Friday, 22 July 2016

calculus - Why does the antiderivative of $frac{1}{x}$ have to be $0$ at precisely $x=1$? (when $C = 0$)




Why does $\log{x}$ represent the area below the graph of $f(x)=\frac{1}{x}$ from $1$ to $x$? What's so special about $1$ in this case?



Of course I understand that $\log{1}=0$ and I also understand that you cannot start at $x=0$ because $f(0)$ is not defined.



Still I can't get my head around of why it has to be $1$.



Also, this further implies that part of the antiderivative of $f(x)=\frac{1}{x}$ has to be negative (as part of the function of $\log{x}$ is negative). But why is this necessary?



The background of this question is that my calculus-book (Calculus, a complete course) starts with noticing that $f(x)=\frac{1}{x}$ is not an antiderivative of a polynomial function and then attempts to define a antiderivative which ends up being $\log{x}$. It does this all before even addressing the fundamental theorem of calculus or techniques of integration. They then simply define $log(1)$ to be $0$ without even knowing what that function really is yet. So I am stuck with kind of a circular reasoning where log(1)=0 because we defined it that way, but I don't understand why we define it that way.

GIVEN MATERIAL ▸

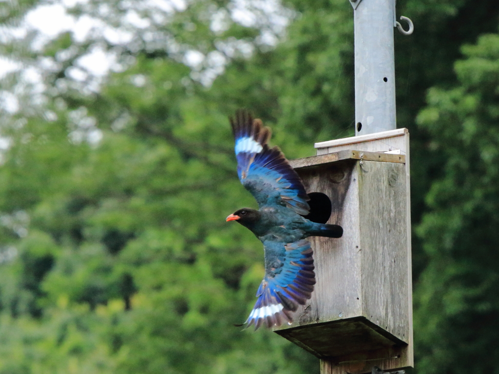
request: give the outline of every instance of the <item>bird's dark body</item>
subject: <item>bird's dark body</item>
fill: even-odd
[[[265,277],[246,321],[257,329],[292,321],[291,312],[309,299],[315,283],[313,251],[306,238],[338,238],[343,229],[304,218],[308,196],[296,172],[278,148],[269,148],[270,130],[240,111],[231,119],[238,174],[255,197],[259,210],[243,208],[227,217],[250,230],[263,244]]]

GIVEN PROBLEM ▸
Continue the calculus question above about why the antiderivative of 1/x must equal zero at x = 1, starting right after its last sentence.

RESPONSE ▸
When calculating areas under graphs by taking the limit of a sum (instead of by integration), you would start at $x=0$ right?



So in short: Why does the antiderivative of $\frac{1}{x}$ have to be $0$ at precisely $x=1$? (when $C = 0$). Why do we define it that way?



I am looking for some kind of deeper understanding; something still didn't "click". So some real background on what's going on here would be much appreciated.



Thanks!


Answer



What is "the" anti-derivative of $x\mapsto x+3$? Well, there isn't really a "the" here. For any constant $C$, the map $x\mapsto\frac12x^2+3x+C$ ia an anti-derivative. It looks like $x\mapsto \frac12x^2+3x$, obtained by picking $C=0$ plays a special role among the anti-derivatives, but it doesn't. Somebody else might rightfully describe the family of anti-derivatives of $x\mapsto x+3$ as $x\mapsto \frac12(x+3)^2+C$ (and in fact this can happen in a systematic way by using the substitution rule when integrating), again with $C$ an arbitrary constant, but unrelated to the $C$ used above. Of course, if we set $C=0$ in this description, we arrive at $x\mapsto (x+3)^2$, not the same function as $x\mapsto \frac12x^2+3x$. So is one of them "better" than the other? This may be the case depending on context (e.g., the second form tells us immediately where the apex of the parabola is), but there is no general notion of better.




So what is an anti-derivative of $f\colon(0,\infty)\to \Bbb R$, $x\mapsto \frac1x$? It is any function $F\colon(0,\infty)\to \Bbb R$ with $F'(x)=f(x)$ for all $x>0$. If we do not have a suitable function with this property already in our utility belt, we might simply define a specific one this way and give it a name. To get rid of the $C$, we rely on the definite integral, i.e., we fix some $a$ and define $F(x)=\int_a^xf(t)\,\mathrm dt$. This merely shifts the burden: What $a$ do we pick?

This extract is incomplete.